Data section
********************

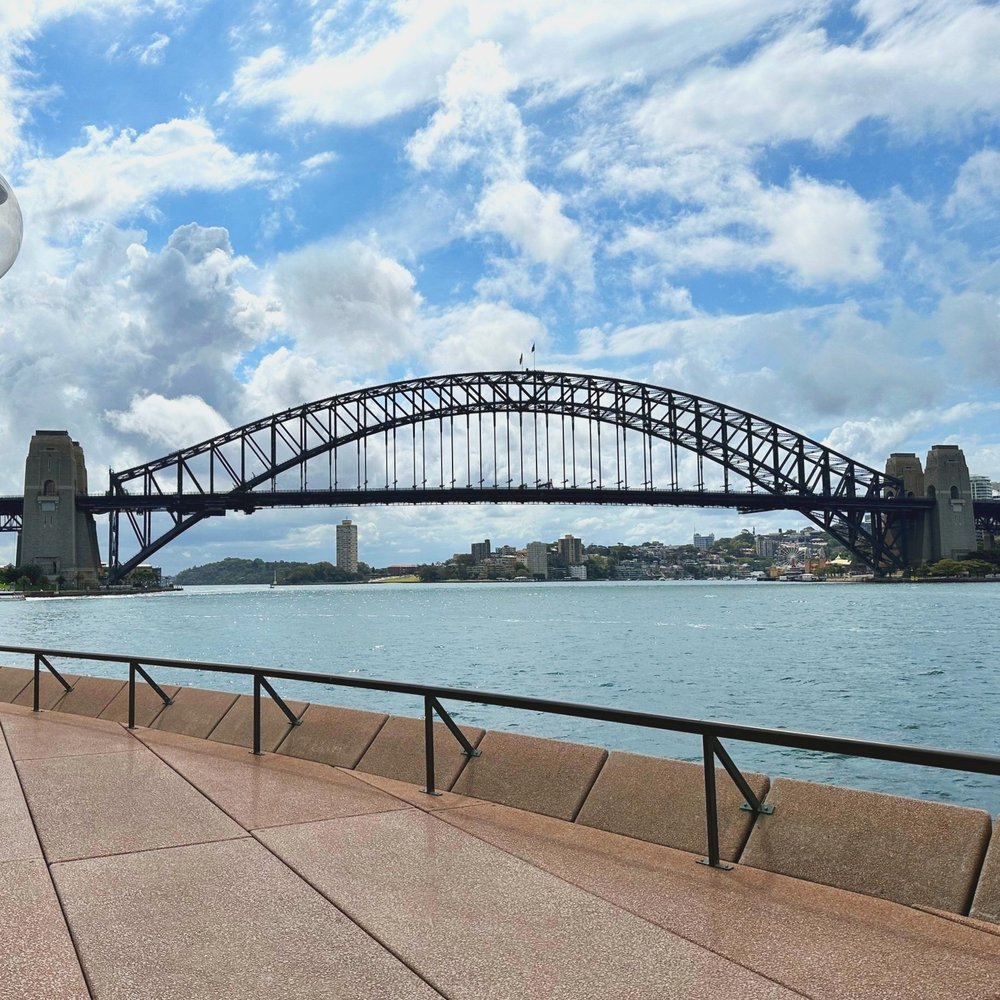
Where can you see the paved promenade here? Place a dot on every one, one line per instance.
(150, 864)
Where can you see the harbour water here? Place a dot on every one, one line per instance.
(906, 664)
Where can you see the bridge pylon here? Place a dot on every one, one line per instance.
(55, 535)
(948, 529)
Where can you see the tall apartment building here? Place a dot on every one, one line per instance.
(347, 546)
(571, 550)
(538, 559)
(982, 489)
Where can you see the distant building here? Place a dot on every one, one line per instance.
(982, 489)
(347, 546)
(538, 559)
(570, 550)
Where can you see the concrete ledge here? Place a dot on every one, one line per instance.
(986, 905)
(549, 777)
(663, 801)
(337, 736)
(49, 690)
(194, 712)
(398, 752)
(236, 726)
(148, 704)
(13, 681)
(905, 850)
(90, 696)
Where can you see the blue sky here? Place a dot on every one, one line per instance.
(234, 208)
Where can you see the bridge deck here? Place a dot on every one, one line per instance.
(149, 864)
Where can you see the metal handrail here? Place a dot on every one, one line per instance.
(711, 731)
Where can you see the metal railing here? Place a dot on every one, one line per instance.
(711, 732)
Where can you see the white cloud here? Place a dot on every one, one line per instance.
(804, 87)
(172, 423)
(482, 337)
(114, 176)
(976, 194)
(347, 303)
(395, 62)
(534, 222)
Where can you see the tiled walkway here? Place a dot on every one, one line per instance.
(147, 864)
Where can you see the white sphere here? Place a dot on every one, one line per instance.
(11, 227)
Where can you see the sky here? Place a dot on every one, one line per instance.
(230, 209)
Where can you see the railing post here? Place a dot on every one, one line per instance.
(256, 715)
(429, 744)
(708, 744)
(131, 695)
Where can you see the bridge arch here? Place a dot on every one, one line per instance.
(380, 444)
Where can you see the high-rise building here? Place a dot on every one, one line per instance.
(571, 550)
(982, 489)
(347, 546)
(538, 559)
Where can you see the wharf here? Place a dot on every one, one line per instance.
(157, 864)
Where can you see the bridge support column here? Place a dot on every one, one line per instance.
(952, 521)
(54, 534)
(910, 534)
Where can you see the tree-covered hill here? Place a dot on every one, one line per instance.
(231, 571)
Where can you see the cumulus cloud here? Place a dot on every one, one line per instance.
(348, 301)
(173, 423)
(976, 194)
(482, 337)
(804, 86)
(119, 322)
(119, 175)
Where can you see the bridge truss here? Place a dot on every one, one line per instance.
(508, 437)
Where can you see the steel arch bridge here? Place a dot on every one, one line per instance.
(508, 437)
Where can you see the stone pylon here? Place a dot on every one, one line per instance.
(54, 534)
(953, 522)
(948, 530)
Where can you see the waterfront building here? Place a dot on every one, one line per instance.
(538, 559)
(570, 550)
(982, 489)
(347, 546)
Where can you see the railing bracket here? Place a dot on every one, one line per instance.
(765, 808)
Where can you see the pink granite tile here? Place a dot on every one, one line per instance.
(49, 689)
(148, 704)
(236, 726)
(476, 922)
(986, 904)
(17, 833)
(49, 734)
(337, 736)
(398, 752)
(219, 922)
(544, 776)
(13, 680)
(905, 850)
(89, 697)
(266, 791)
(413, 795)
(111, 803)
(819, 941)
(37, 959)
(663, 801)
(194, 712)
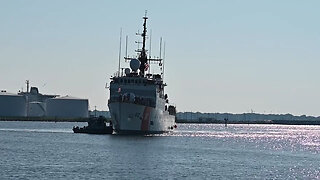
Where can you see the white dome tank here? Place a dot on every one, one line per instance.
(12, 105)
(67, 107)
(36, 109)
(127, 71)
(134, 64)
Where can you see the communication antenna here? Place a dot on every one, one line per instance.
(120, 52)
(160, 46)
(164, 56)
(27, 82)
(150, 52)
(126, 45)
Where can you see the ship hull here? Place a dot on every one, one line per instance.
(130, 118)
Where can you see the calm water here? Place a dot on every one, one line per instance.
(42, 150)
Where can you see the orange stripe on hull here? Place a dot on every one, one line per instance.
(146, 119)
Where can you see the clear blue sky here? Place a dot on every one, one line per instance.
(221, 56)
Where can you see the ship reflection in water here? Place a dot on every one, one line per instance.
(193, 151)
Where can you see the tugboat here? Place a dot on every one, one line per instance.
(95, 126)
(137, 103)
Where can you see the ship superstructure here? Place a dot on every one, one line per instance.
(137, 101)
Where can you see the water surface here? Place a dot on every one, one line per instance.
(43, 150)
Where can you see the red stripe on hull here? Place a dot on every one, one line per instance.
(146, 119)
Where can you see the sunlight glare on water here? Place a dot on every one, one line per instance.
(44, 150)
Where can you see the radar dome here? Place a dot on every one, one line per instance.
(127, 71)
(134, 64)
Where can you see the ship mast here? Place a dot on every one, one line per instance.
(143, 55)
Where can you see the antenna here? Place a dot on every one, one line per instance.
(120, 51)
(149, 69)
(27, 82)
(126, 45)
(160, 46)
(164, 56)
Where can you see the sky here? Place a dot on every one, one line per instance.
(221, 56)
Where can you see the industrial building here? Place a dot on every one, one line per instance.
(67, 107)
(12, 105)
(34, 104)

********************

What needs to be done
Give back, word for word, every line from the one holding "Where can you see the railing bracket" through the last line of the listing. Pictures are excluded.

Response for this exercise
Where can you see the railing bracket here? Place a dot on every one, one line per instance.
(765, 808)
Where can you see the pink granite tile here? Place a dot on every one, one line per instance.
(49, 689)
(148, 704)
(236, 726)
(476, 922)
(986, 904)
(17, 833)
(49, 734)
(337, 736)
(398, 752)
(219, 922)
(544, 776)
(13, 680)
(905, 850)
(89, 697)
(266, 791)
(413, 795)
(111, 803)
(819, 941)
(37, 959)
(663, 801)
(194, 712)
Where can you see the white dome tank here? Place a dot on every one, one line per instance.
(12, 105)
(67, 107)
(36, 109)
(127, 71)
(134, 64)
Where can you see the communication antenna here? Place a dot on every one, one line per instance.
(120, 52)
(160, 46)
(164, 56)
(27, 82)
(150, 52)
(126, 45)
Where can you see the ship hull here? Place a dot on every one, one line per instance.
(130, 118)
Where can you see the calm water here? Place a dot on every one, one line per instance.
(42, 150)
Where can you see the orange stripe on hull here? Place a dot on every one, one line per instance.
(146, 119)
Where can you see the clear blue sky here? Place a dot on every one, one line per instance.
(221, 56)
Where can you see the ship reflection in water here? Place a dot on every one, one line per instance.
(193, 151)
Where can you see the tugboat here? Place a dot on every one, one line per instance.
(95, 126)
(137, 103)
Where can you see the ship superstructure here? Place a dot on every one, one line per instance.
(137, 101)
Where can you see the water surface here? Place a dot on every one, one line per instance.
(43, 150)
Where can you see the red stripe on hull here? Place a dot on every one, one line per instance.
(146, 119)
Where can you see the sunlight glare on water here? Place a dot on every one, one line per instance.
(44, 150)
Where can you see the radar dome here? Place a dot on every one, one line per instance.
(127, 71)
(134, 64)
Where can you see the ship mast here? Place a dot on every one, one line per instance.
(143, 55)
Where can you see the antenna here? Place a dot on every one, one line per instance.
(120, 51)
(149, 69)
(27, 82)
(126, 45)
(160, 46)
(164, 56)
Where can you see the sky here? Place a dot on every one, one line per instance.
(221, 56)
Where can you see the industrial building here? Place a dot on every one, one line per instance.
(67, 107)
(12, 105)
(34, 104)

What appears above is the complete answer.